> [The exercise]:
Please copy the stretch of the records below from the line containing "Where can you see the long hair" through the end of the records, keeping every line unchanged.

════════════════════

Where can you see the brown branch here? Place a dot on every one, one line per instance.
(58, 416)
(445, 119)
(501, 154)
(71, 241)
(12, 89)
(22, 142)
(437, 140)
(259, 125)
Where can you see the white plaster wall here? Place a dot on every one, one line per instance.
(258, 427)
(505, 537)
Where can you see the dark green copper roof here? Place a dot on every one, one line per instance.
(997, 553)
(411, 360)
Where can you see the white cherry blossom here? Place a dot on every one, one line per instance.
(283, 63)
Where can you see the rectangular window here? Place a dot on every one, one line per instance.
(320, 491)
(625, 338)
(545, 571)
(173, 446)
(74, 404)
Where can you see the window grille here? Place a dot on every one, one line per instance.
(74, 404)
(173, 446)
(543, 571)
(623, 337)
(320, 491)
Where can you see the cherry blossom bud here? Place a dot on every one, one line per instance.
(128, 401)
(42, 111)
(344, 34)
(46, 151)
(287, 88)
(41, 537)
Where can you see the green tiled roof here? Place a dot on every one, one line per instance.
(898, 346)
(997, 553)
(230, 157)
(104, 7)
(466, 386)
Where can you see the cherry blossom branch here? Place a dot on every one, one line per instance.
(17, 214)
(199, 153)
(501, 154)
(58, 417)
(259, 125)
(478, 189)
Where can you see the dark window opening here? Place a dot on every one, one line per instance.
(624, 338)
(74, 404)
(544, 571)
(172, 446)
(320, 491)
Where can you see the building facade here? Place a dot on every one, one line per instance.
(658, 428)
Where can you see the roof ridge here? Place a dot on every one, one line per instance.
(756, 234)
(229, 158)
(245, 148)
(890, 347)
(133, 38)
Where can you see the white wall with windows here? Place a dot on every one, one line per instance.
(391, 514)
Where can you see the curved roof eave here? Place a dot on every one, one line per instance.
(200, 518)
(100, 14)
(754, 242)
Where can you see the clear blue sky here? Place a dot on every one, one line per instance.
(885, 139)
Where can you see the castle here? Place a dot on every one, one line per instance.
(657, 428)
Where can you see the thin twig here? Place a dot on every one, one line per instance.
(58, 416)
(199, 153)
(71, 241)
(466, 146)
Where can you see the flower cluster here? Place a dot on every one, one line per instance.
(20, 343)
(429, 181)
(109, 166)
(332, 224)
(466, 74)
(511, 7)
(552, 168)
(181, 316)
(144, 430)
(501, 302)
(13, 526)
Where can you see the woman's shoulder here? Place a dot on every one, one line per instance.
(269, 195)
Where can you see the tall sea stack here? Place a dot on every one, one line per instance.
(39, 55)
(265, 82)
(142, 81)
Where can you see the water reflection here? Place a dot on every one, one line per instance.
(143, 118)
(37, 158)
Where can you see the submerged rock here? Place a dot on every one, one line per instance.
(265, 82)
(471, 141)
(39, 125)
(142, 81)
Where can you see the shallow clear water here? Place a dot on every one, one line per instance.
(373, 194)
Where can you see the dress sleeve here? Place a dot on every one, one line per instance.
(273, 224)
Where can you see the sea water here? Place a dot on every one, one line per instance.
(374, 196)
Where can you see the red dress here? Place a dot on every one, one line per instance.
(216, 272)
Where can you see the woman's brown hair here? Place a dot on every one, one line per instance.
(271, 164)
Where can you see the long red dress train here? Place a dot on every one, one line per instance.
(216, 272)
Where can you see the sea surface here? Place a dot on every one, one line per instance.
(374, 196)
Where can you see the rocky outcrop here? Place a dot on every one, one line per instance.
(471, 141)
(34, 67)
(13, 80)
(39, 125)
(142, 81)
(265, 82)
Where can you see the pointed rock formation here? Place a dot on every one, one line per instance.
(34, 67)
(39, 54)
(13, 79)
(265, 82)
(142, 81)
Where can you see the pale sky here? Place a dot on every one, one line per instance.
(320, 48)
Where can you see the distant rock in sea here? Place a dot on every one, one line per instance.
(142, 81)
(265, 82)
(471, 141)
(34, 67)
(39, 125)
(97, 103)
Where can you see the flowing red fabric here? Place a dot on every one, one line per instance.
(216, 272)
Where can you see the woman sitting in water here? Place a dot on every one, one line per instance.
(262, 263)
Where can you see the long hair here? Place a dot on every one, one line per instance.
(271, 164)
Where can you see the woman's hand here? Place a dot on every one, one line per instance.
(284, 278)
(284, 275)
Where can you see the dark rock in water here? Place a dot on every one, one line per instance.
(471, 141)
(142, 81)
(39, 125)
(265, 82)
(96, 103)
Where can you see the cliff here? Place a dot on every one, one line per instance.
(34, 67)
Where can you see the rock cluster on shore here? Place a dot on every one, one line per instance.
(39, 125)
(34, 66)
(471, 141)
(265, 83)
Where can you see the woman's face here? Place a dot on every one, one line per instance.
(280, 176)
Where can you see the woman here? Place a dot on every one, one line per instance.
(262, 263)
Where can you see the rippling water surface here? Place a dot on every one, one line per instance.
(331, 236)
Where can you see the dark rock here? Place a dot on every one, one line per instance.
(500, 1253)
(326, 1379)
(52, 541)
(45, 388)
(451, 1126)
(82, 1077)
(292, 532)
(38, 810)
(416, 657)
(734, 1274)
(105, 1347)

════════════════════

> [Written response]:
Where can you see the long hair here? Place a dot on every one, one line per instance.
(271, 164)
Where can you see the woman's hand here? Place a dot on every one, one line per instance.
(284, 278)
(284, 275)
Where can you see the dark rock in water here? Place a dot on every one, one line per instance.
(471, 141)
(142, 81)
(39, 125)
(265, 82)
(96, 103)
Where can you see the cliff here? Place a dot on every one, one line per instance.
(34, 67)
Where can you see the rock cluster on shore here? Place a dot on every one, one line per instance.
(39, 125)
(34, 66)
(471, 141)
(265, 83)
Where can you see the woman's face here? Place a dot on every one, one line per instance.
(280, 176)
Where can you see the woman here? Place a dot on every one, one line per instance.
(262, 263)
Where can you see the rippling water surface here? Place a dot on every one, one line per instance.
(331, 236)
Where can you see the dark rock here? Place a dot on every one, one line per instance.
(500, 1253)
(326, 1379)
(52, 541)
(45, 388)
(451, 1126)
(82, 1077)
(292, 532)
(38, 810)
(416, 657)
(734, 1274)
(105, 1347)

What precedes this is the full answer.